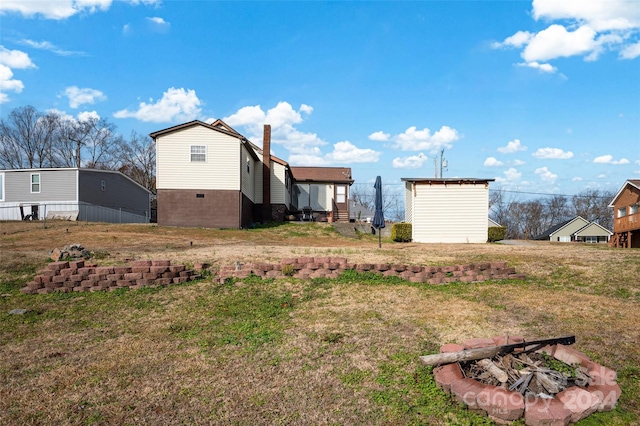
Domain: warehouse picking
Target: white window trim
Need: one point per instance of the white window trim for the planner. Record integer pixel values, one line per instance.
(191, 153)
(39, 183)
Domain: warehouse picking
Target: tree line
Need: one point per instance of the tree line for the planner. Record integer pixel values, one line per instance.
(32, 139)
(524, 218)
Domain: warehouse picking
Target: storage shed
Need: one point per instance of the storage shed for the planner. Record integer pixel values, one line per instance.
(447, 210)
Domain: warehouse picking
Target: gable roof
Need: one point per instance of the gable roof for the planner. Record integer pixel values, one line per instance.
(219, 127)
(633, 182)
(322, 174)
(554, 229)
(444, 181)
(592, 224)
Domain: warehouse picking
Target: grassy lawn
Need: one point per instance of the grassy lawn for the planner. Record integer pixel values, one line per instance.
(290, 351)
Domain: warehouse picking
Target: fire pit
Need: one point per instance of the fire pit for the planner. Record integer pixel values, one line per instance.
(551, 384)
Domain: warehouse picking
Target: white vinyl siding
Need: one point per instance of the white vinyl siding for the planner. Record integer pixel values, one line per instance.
(198, 154)
(451, 213)
(35, 183)
(278, 184)
(175, 170)
(408, 202)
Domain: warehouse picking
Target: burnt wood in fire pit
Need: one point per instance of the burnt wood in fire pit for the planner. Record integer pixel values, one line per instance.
(491, 351)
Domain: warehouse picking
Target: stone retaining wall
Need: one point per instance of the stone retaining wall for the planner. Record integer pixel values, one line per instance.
(569, 406)
(81, 276)
(333, 267)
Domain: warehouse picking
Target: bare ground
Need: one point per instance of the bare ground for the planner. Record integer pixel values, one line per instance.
(156, 357)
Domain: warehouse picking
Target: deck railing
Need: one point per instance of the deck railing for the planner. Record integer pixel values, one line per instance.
(627, 223)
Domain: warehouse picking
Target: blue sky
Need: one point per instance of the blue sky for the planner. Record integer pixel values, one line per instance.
(543, 96)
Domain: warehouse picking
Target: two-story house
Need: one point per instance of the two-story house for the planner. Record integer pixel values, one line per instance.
(626, 216)
(211, 176)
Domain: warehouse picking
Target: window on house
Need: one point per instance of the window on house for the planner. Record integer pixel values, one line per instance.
(35, 183)
(198, 153)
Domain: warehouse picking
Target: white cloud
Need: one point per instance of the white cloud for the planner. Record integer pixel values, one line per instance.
(46, 45)
(632, 51)
(282, 119)
(175, 105)
(88, 115)
(552, 153)
(608, 159)
(60, 9)
(602, 15)
(158, 24)
(548, 68)
(578, 28)
(379, 136)
(492, 162)
(546, 175)
(519, 39)
(157, 20)
(417, 140)
(303, 147)
(411, 162)
(511, 176)
(556, 41)
(512, 146)
(8, 84)
(11, 59)
(15, 59)
(78, 96)
(347, 153)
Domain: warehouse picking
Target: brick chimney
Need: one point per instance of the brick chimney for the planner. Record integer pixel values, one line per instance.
(266, 174)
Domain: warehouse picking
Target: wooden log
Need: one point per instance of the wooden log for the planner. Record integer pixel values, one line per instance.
(489, 352)
(494, 370)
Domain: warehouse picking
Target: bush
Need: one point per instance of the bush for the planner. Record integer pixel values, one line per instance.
(401, 232)
(497, 233)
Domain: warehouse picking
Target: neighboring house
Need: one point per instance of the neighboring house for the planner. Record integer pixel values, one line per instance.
(360, 212)
(325, 190)
(626, 215)
(447, 210)
(577, 229)
(209, 175)
(72, 193)
(492, 223)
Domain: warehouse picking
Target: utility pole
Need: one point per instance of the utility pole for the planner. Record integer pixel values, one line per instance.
(443, 163)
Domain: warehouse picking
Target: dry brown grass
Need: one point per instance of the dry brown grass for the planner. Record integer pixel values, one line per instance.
(337, 354)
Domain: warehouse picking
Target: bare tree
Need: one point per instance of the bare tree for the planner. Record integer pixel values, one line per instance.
(137, 159)
(26, 138)
(98, 137)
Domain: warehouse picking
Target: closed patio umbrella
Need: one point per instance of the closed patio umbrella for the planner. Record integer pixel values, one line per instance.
(378, 217)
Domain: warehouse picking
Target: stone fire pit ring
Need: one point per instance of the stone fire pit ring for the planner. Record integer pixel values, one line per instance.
(569, 406)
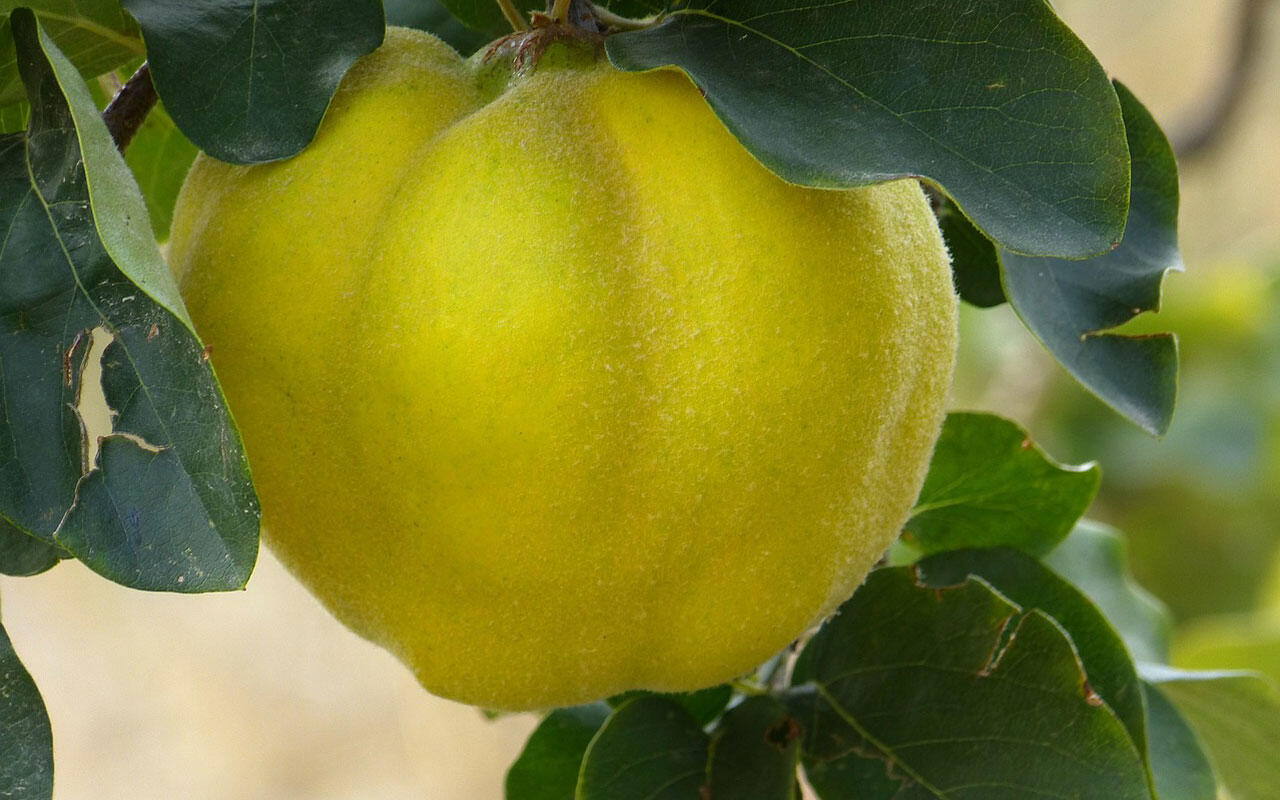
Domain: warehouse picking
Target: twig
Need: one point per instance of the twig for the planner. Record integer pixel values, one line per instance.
(1200, 137)
(129, 108)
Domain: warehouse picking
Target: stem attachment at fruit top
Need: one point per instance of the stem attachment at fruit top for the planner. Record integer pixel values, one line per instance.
(129, 108)
(513, 17)
(560, 12)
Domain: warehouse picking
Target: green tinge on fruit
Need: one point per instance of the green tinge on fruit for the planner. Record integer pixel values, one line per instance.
(556, 392)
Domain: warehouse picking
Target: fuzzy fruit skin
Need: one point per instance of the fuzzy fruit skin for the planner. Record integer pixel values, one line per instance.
(553, 391)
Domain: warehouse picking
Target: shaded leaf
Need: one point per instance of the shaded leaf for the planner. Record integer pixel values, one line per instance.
(648, 749)
(487, 18)
(248, 81)
(959, 694)
(26, 740)
(1031, 585)
(1178, 760)
(754, 753)
(997, 103)
(1237, 718)
(1072, 305)
(548, 766)
(23, 554)
(974, 260)
(990, 485)
(704, 705)
(81, 277)
(160, 156)
(95, 35)
(1093, 558)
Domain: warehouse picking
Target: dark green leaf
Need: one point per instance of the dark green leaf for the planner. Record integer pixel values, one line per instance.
(1070, 305)
(95, 35)
(26, 740)
(955, 693)
(974, 261)
(704, 704)
(648, 749)
(248, 81)
(991, 485)
(997, 103)
(432, 16)
(22, 554)
(1029, 584)
(159, 156)
(1237, 718)
(1178, 760)
(1093, 558)
(754, 753)
(548, 766)
(167, 502)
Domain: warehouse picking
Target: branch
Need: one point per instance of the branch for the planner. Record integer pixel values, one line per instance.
(1200, 137)
(129, 108)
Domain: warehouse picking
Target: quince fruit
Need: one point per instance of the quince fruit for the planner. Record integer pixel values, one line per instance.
(553, 391)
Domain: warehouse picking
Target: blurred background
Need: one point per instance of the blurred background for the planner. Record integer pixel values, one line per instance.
(260, 694)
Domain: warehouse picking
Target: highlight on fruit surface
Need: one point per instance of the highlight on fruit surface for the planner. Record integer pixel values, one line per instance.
(551, 388)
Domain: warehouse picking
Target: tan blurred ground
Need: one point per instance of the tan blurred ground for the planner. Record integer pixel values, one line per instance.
(261, 695)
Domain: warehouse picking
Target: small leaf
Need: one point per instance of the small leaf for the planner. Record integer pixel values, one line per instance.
(26, 739)
(248, 81)
(1232, 641)
(704, 704)
(548, 766)
(974, 260)
(23, 554)
(997, 103)
(159, 156)
(648, 749)
(1072, 305)
(1031, 585)
(1237, 718)
(1178, 760)
(81, 277)
(1093, 558)
(754, 753)
(95, 35)
(990, 485)
(955, 693)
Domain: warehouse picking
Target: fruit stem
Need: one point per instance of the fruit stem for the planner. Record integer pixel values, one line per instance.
(513, 16)
(621, 23)
(560, 10)
(129, 108)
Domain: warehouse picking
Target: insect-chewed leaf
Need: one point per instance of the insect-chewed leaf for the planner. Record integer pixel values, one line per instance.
(1093, 558)
(1072, 306)
(997, 103)
(23, 554)
(755, 752)
(990, 485)
(117, 444)
(923, 693)
(1025, 581)
(648, 749)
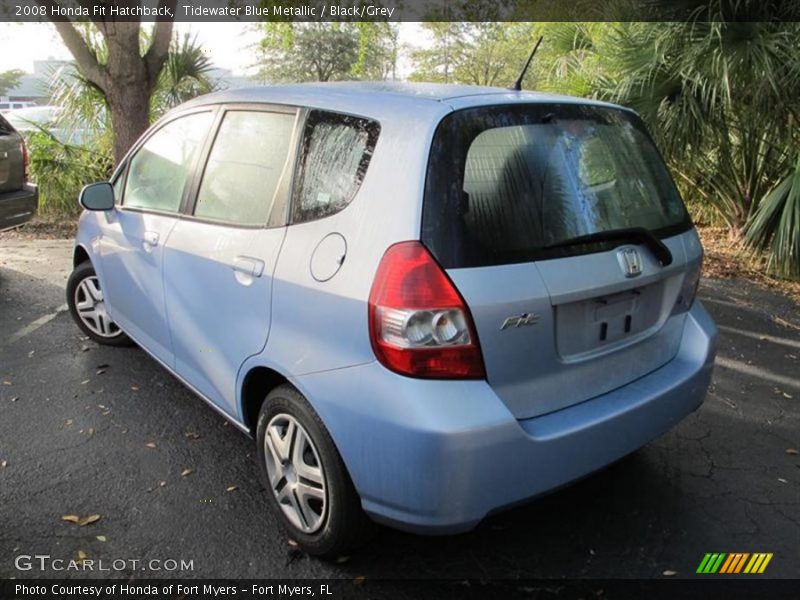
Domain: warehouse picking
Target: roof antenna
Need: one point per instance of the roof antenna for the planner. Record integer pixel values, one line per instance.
(517, 87)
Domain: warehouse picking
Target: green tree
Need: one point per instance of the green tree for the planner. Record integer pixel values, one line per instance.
(123, 65)
(9, 80)
(327, 51)
(477, 53)
(722, 99)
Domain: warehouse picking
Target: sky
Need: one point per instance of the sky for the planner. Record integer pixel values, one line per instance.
(229, 45)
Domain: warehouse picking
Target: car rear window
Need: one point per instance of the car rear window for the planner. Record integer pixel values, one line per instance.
(4, 126)
(506, 182)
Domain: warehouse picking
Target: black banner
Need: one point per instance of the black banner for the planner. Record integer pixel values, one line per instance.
(399, 10)
(733, 588)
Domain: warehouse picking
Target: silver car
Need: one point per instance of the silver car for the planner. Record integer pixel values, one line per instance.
(425, 303)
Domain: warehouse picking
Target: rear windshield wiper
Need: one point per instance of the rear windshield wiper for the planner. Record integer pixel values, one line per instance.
(635, 235)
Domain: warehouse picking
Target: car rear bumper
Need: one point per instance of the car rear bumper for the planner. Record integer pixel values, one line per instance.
(438, 456)
(18, 207)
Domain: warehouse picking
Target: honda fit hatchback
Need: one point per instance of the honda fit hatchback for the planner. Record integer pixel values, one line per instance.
(425, 303)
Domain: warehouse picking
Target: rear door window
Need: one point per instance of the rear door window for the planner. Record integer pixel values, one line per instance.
(505, 183)
(334, 159)
(244, 167)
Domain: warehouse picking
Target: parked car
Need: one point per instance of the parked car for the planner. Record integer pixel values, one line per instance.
(52, 120)
(18, 199)
(426, 303)
(8, 105)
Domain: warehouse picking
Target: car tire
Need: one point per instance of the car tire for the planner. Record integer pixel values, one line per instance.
(85, 298)
(328, 530)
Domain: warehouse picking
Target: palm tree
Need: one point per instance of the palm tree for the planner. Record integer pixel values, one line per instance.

————————

## Instruções e requisitos
Mostre todas as linhas dos dados acima em que aparece a palavra "closed", diferenciando maiúsculas de minúsculas.

## Tarefa concluída
Target: closed patio umbrella
Need: one point per instance of the closed patio umbrella for the planner. Record integer pixel values, one line per instance.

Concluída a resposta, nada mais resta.